START EXTRACT TO READ

Nuclear disarmament, not non-proliferation, is the true solution to the issue.
Islamabad: We have all heard it said and repeated that the Non-Proliferation Treaty (NPT) has been a great success since all countries have signed it, with the exception of India, Pakistan and Israel, as well as North Korea which withdrew from the NPT in 2003. This treaty specifies that (Article VI) “each of the Parties to the treaty undertakes to carry on, in good faith, negotiations on effective measures relating to the cessation of the nuclear arms race at an early date and to nuclear disarmament”. Non-nuclear weapon countries therefore interpreted this treaty as a process of eliminating nuclear weapons.
Now, beyond the initial “enthusiasm”, the NPT has quickly revealed itself ineffective: in fact, the number of states possessing nuclear weapons at the time of its adoption in 1968 – the five permanent members of the UN Security Council with the right of veto: the USA, the USSR, Great Britain, France and China – is almost doubled, as four other states (India, Pakistan, Israel and North Korea) also acquired nuclear weapons.
As mentioned above, North Korea, which was a signatory to the NPT, withdrew in 2003, saying its “security” was under threat. This possibility is foreseen in the very statute of the NPT, so that this withdrawal could cause othersstarting, for example, with Iran which, following Donald Trump’s violation of the 2015 Vienna Agreement in 2018, resumed the enrichment of natural uranium in fissile uranium (U235) up to at least of 60%, which means that the threshold of about 90% for the production of nuclear bombs could be reached quite quickly: it is mainly now a political choice.

END EXTRACT TO READ
START EXTRACTED DATA

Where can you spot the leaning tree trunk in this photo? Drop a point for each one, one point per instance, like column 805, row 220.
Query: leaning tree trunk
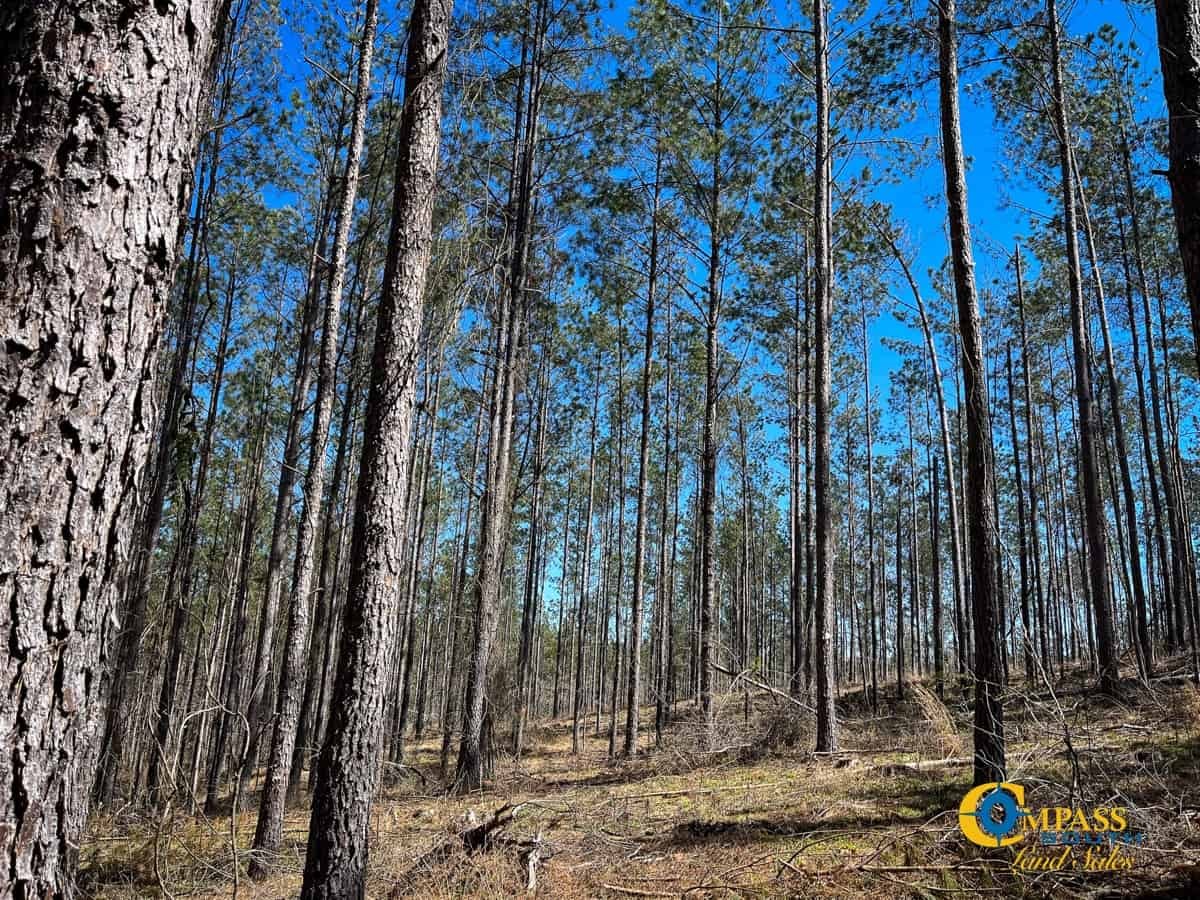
column 643, row 453
column 989, row 712
column 1085, row 400
column 269, row 831
column 101, row 113
column 827, row 729
column 349, row 761
column 1179, row 52
column 496, row 504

END EXTRACTED DATA

AIM OF THE TASK: In the text on nuclear disarmament, which four states acquired nuclear weapons after the NPT was adopted in 1968?

ANSWER SECTION: India, Pakistan, Israel and North Korea.